Task description:
Reproduce the records below word for word, starting at the beginning of the records and ending at the line that contains "x=879 y=528". Omit the pictures from your answer.

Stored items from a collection
---------------
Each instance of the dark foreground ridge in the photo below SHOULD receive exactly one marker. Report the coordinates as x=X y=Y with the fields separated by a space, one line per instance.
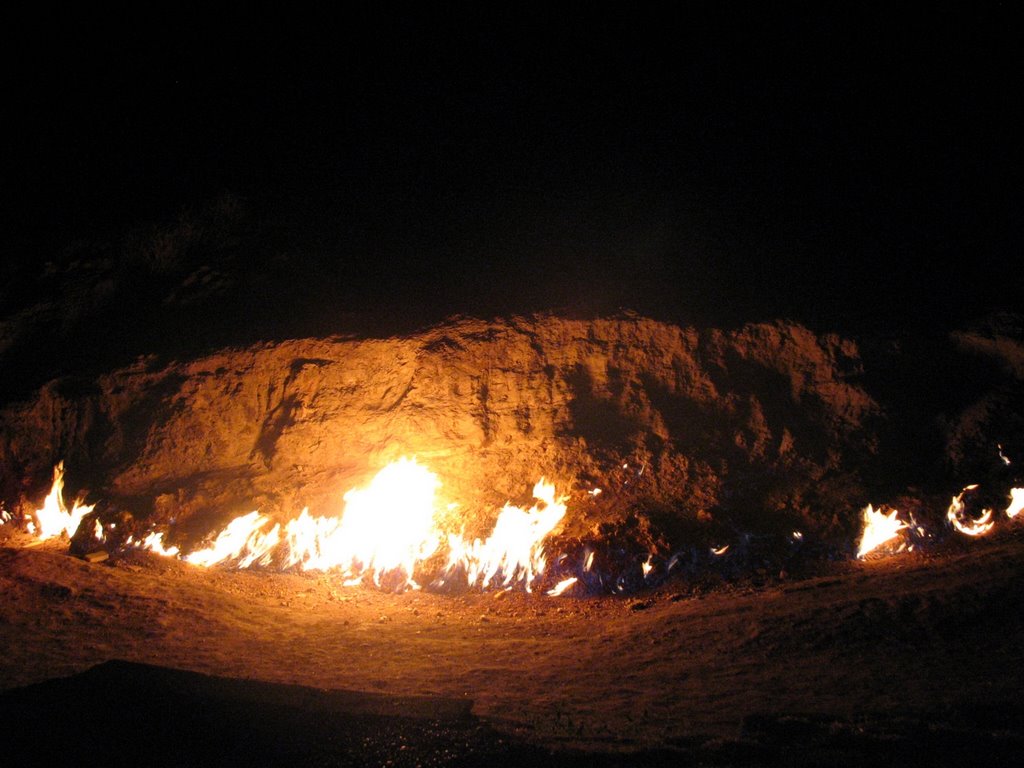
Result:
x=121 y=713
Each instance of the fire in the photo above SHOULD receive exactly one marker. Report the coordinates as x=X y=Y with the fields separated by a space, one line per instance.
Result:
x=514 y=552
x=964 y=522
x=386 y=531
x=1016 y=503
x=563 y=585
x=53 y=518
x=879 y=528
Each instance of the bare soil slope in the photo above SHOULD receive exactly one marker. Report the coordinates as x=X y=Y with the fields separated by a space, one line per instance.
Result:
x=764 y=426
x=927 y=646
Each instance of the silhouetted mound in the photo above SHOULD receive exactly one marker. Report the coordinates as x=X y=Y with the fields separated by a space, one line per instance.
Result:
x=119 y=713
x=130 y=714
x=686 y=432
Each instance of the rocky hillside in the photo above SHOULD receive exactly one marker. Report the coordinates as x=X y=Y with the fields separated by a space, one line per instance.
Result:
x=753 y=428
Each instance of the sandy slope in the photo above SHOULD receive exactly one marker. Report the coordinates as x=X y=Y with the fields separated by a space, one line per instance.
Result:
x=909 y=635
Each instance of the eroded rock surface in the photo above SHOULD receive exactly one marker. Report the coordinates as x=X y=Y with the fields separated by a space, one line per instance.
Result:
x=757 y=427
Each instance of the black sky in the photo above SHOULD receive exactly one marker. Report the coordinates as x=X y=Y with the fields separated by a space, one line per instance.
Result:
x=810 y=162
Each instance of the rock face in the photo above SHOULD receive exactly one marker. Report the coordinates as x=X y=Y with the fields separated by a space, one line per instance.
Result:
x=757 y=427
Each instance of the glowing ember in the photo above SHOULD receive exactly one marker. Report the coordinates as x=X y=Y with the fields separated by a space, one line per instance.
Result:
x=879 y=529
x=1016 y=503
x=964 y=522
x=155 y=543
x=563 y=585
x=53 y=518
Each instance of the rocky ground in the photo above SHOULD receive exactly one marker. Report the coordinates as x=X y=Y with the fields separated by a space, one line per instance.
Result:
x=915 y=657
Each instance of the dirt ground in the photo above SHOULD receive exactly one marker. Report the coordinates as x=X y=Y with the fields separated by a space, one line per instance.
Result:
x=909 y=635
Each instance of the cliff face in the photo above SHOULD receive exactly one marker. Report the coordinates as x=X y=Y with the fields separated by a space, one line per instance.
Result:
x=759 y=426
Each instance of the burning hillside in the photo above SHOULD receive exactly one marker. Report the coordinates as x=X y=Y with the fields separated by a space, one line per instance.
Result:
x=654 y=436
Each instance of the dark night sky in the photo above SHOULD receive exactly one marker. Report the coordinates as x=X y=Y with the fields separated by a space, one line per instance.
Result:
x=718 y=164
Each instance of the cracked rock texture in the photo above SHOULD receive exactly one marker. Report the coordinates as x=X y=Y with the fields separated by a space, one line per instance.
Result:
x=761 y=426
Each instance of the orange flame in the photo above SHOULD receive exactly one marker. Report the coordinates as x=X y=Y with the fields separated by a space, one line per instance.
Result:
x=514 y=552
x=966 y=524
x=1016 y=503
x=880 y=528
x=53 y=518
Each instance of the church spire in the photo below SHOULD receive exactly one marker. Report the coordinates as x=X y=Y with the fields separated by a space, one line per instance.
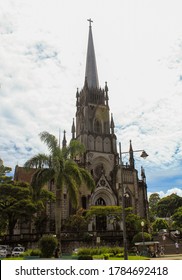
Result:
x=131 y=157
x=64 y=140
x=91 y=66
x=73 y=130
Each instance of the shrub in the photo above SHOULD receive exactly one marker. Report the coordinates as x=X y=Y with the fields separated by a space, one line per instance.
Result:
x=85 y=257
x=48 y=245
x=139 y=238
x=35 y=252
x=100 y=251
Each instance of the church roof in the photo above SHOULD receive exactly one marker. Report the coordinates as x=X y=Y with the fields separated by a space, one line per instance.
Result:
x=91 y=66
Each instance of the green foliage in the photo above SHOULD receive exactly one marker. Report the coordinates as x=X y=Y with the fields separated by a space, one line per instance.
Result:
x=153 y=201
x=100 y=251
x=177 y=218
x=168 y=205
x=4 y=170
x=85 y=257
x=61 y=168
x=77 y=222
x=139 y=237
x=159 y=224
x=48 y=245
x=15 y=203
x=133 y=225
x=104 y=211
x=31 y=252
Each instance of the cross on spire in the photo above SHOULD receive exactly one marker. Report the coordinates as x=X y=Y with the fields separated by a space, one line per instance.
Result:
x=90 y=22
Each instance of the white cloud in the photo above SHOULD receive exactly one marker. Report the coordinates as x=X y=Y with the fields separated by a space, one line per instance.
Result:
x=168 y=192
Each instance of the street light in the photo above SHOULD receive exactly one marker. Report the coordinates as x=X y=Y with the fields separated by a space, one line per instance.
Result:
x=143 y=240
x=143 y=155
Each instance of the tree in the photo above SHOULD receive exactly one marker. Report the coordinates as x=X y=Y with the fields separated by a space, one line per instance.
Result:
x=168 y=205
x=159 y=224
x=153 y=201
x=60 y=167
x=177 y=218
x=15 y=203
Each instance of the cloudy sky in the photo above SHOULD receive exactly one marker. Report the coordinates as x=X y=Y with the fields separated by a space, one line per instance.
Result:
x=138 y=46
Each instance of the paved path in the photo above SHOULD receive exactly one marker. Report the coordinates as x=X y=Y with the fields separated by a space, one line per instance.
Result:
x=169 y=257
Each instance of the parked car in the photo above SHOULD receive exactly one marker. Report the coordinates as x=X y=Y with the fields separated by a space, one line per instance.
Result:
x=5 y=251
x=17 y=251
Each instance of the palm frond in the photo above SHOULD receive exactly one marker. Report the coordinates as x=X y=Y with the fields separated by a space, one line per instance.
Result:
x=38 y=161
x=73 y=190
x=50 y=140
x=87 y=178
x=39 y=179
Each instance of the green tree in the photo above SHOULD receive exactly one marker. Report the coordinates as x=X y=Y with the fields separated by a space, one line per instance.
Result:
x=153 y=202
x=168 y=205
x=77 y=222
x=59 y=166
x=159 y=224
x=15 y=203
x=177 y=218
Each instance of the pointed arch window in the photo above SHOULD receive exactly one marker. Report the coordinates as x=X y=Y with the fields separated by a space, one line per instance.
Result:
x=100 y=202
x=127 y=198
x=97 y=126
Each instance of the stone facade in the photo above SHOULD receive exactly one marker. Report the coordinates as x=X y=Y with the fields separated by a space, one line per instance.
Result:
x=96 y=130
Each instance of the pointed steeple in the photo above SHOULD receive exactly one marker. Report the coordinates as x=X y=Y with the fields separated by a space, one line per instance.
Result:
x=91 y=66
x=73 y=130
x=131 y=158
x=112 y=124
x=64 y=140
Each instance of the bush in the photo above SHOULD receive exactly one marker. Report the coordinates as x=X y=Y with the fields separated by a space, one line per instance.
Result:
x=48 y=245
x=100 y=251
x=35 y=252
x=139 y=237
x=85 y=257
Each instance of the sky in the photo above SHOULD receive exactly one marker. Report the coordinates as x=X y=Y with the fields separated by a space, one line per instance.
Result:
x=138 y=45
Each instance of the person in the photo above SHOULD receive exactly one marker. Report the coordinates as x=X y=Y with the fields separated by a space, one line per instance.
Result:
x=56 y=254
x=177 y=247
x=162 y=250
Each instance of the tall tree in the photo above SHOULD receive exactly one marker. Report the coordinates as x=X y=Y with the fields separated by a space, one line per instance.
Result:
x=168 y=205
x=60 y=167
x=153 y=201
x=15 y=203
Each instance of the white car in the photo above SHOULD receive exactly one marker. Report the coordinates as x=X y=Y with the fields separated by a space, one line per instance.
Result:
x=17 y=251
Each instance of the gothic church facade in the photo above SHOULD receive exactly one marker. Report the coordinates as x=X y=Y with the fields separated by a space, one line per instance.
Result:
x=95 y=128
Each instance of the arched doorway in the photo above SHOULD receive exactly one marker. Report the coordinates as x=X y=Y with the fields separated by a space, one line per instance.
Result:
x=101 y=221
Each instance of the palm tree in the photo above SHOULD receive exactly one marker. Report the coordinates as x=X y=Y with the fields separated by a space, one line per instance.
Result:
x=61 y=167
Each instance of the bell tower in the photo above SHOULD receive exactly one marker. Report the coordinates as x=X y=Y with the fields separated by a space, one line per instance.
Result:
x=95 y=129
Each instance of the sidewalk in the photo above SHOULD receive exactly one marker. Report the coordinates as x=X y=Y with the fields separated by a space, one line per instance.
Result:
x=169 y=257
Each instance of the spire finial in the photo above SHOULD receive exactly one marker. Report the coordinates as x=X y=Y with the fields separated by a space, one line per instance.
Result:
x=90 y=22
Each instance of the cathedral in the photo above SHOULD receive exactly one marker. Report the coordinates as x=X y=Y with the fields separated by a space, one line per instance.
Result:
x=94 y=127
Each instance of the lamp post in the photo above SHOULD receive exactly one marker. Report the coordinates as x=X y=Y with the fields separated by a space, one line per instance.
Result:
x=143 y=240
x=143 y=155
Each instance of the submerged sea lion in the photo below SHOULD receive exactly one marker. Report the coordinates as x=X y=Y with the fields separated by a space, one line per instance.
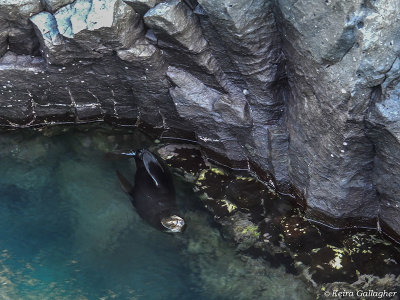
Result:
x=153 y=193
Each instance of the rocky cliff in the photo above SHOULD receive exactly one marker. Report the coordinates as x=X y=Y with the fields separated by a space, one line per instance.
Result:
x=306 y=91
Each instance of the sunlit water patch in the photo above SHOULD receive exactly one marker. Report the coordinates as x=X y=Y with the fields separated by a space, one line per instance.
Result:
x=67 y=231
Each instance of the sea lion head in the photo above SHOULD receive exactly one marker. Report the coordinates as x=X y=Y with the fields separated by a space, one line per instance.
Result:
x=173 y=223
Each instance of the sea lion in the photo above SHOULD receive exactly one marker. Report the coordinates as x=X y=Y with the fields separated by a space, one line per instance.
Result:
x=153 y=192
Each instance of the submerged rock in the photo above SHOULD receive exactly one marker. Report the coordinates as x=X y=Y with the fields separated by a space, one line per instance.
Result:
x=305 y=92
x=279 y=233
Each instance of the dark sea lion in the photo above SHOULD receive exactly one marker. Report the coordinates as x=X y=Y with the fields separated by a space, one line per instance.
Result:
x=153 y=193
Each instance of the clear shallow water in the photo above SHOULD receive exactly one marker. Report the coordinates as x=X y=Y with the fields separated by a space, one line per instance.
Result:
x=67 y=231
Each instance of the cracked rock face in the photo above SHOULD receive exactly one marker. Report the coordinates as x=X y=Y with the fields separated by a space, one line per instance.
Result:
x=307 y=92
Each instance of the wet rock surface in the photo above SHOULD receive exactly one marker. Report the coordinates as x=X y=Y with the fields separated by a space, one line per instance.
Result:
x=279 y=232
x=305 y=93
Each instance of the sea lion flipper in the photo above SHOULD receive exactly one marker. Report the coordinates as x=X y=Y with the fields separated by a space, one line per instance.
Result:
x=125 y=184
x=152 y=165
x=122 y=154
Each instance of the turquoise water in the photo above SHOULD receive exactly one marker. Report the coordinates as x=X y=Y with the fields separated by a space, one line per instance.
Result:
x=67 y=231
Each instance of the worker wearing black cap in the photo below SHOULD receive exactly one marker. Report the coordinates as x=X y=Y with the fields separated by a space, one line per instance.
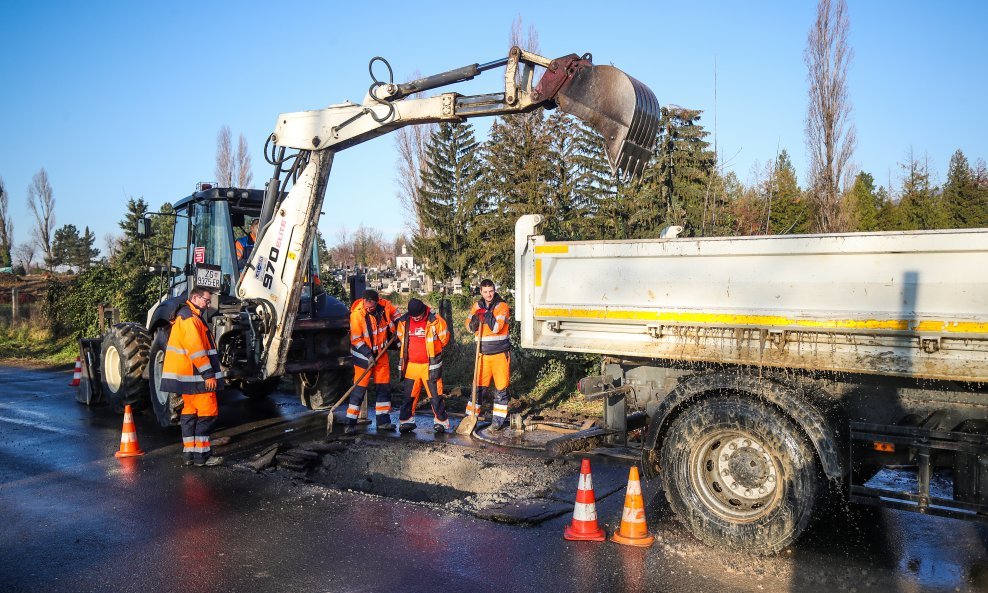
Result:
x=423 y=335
---------------
Response:
Each instance of the dark foreground ridge in the photo below SHOULD receive exactly one marker. Report the coordinates as x=X y=Y with the fields separated by a space, one line per instance.
Result:
x=121 y=713
Each instance of the fire in the photo above SHOULD receive exactly one marker. Report the coordinates as x=X y=Y with the fields separated by a space, one line per instance.
Result:
x=514 y=552
x=964 y=522
x=386 y=531
x=1016 y=503
x=563 y=585
x=53 y=518
x=879 y=528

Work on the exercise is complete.